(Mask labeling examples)

↓↓↓

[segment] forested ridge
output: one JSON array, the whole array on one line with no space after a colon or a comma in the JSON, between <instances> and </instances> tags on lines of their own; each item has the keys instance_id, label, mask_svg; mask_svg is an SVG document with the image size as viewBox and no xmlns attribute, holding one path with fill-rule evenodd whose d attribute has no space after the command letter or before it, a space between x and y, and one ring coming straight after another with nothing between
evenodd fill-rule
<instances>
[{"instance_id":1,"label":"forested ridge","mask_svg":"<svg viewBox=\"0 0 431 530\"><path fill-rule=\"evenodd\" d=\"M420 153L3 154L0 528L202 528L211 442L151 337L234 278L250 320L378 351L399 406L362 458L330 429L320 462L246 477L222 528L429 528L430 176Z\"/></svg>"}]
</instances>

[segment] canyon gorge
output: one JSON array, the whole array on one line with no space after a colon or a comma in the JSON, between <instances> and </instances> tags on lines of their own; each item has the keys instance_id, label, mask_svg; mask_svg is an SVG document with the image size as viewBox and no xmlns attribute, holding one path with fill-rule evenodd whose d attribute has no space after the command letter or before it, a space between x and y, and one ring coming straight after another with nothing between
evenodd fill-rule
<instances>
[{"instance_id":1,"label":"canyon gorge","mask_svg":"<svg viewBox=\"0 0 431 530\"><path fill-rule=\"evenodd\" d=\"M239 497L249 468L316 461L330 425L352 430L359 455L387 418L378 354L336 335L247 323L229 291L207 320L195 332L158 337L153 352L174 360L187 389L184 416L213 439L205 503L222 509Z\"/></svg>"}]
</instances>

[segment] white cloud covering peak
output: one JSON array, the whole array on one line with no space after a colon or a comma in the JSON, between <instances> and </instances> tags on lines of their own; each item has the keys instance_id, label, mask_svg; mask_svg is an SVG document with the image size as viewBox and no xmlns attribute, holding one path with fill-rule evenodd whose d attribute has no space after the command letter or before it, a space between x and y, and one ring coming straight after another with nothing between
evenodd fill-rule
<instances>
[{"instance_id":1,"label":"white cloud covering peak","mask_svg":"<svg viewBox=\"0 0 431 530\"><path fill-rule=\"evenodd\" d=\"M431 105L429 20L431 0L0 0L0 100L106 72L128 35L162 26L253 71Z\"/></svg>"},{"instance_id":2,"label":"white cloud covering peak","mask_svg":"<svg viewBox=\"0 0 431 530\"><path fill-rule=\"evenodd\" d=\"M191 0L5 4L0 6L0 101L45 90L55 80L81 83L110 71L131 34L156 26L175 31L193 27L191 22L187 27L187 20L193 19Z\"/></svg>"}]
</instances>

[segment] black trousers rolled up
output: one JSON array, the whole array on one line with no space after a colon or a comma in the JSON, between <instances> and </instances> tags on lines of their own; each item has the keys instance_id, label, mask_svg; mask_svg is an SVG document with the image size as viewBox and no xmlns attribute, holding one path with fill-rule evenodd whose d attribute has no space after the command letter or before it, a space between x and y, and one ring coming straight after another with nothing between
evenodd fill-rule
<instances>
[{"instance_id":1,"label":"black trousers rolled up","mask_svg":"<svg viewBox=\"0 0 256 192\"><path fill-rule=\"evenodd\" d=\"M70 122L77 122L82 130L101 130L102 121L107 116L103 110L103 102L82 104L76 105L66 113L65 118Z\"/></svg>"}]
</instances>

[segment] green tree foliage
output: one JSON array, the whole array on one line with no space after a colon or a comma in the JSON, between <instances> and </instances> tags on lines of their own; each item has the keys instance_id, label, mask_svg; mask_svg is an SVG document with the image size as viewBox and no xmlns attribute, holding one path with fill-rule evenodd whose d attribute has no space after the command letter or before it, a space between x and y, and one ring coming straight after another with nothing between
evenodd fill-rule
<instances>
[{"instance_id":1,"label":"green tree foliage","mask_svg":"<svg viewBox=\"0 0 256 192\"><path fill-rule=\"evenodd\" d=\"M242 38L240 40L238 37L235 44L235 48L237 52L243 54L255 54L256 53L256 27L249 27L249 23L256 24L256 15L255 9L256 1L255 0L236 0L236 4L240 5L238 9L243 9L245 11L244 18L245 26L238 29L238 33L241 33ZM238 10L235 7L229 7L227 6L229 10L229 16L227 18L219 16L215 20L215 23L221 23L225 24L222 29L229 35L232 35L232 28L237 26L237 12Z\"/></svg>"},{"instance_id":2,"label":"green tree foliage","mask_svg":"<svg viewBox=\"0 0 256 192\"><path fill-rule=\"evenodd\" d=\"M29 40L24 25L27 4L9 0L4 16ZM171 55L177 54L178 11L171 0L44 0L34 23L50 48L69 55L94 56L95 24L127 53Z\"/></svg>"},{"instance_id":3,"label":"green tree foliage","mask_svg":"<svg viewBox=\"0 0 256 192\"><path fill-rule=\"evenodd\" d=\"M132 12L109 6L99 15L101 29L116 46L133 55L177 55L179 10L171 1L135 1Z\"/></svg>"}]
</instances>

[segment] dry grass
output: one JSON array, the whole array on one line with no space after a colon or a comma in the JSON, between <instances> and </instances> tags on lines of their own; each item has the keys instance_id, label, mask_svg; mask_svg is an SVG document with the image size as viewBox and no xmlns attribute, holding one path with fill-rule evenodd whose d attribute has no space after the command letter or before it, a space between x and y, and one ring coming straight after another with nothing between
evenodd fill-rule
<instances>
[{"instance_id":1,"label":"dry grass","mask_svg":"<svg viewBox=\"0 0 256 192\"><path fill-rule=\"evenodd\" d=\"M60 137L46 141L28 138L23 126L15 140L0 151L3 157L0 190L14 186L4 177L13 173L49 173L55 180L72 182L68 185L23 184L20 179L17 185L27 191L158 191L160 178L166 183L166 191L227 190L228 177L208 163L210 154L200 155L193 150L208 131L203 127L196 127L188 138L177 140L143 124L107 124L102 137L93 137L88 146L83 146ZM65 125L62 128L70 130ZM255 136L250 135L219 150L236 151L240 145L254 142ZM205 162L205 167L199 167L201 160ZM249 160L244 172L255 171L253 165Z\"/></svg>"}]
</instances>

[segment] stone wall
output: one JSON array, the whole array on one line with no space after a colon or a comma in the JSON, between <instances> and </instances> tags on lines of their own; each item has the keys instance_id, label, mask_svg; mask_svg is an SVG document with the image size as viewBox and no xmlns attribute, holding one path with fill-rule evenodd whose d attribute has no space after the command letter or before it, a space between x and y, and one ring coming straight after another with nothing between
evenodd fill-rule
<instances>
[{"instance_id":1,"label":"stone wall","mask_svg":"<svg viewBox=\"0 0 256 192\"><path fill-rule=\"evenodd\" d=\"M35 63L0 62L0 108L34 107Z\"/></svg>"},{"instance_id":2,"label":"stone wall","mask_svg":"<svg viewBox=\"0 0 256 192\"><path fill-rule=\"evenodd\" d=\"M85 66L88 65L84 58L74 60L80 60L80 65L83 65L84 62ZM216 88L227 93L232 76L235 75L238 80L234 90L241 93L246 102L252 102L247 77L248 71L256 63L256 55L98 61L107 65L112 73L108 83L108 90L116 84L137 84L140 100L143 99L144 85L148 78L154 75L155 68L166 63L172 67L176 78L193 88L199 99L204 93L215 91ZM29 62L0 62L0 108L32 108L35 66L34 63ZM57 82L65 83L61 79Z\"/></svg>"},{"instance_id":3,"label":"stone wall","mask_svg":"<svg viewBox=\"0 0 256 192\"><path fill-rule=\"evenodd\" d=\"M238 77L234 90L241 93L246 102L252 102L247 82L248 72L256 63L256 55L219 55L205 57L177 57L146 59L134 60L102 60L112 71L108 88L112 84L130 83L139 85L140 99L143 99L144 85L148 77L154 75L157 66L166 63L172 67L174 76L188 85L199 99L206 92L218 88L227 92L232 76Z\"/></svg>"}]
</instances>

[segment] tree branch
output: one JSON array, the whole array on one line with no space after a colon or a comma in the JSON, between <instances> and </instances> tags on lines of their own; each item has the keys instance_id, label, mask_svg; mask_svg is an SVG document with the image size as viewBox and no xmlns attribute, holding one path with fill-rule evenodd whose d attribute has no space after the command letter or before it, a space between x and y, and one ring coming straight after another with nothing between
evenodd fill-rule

↑↑↑

Short problem. Emit verbatim the lines running from the one with "[segment] stone wall" through the last line of the data, both endpoints inclusive.

Output for this exercise.
[segment] stone wall
output: one JSON array, the whole array on one line with no space after a colon or a comma in the JSON, between <instances> and </instances> tags on lines of their own; each item has the keys instance_id, label, mask_svg; mask_svg is an SVG document with the image size as viewBox and no xmlns attribute, holding one path with fill-rule evenodd whose d attribute has no space after the command letter or before it, a space between x and y, and one ring coming straight after another with nothing between
evenodd fill-rule
<instances>
[{"instance_id":1,"label":"stone wall","mask_svg":"<svg viewBox=\"0 0 256 192\"><path fill-rule=\"evenodd\" d=\"M35 63L0 62L0 108L34 107Z\"/></svg>"},{"instance_id":2,"label":"stone wall","mask_svg":"<svg viewBox=\"0 0 256 192\"><path fill-rule=\"evenodd\" d=\"M85 66L88 65L84 58L74 60L80 60L80 65L83 65L84 62ZM216 88L227 93L232 76L235 75L238 80L234 90L241 93L246 102L252 102L247 77L248 71L256 63L256 55L98 61L107 65L112 73L108 83L108 90L116 84L137 84L140 100L143 99L144 85L148 78L154 75L155 68L166 63L172 67L176 78L193 88L199 99L204 93L215 91ZM29 62L0 62L0 108L32 108L35 66L34 63ZM57 82L65 83L61 79Z\"/></svg>"},{"instance_id":3,"label":"stone wall","mask_svg":"<svg viewBox=\"0 0 256 192\"><path fill-rule=\"evenodd\" d=\"M238 77L234 90L241 93L246 102L252 102L247 82L248 72L256 63L256 55L219 55L205 57L177 57L146 59L134 60L102 60L112 71L108 88L112 84L130 83L139 85L140 99L143 99L144 85L148 77L154 75L157 66L166 63L172 67L174 76L188 85L199 99L206 92L218 88L227 92L232 76Z\"/></svg>"}]
</instances>

[segment] tree branch
output: one JSON array, the whole array on one line with no space after a colon or a comma in the JSON, between <instances> and </instances> tags on lines of their own; each item has the keys instance_id, label, mask_svg; mask_svg is an SVG document with the image size as viewBox and no xmlns attribute, holding one path with fill-rule evenodd whose d attribute has no space after the command letter or before it, a space between x and y, and one ring coming straight after another with nothing between
evenodd fill-rule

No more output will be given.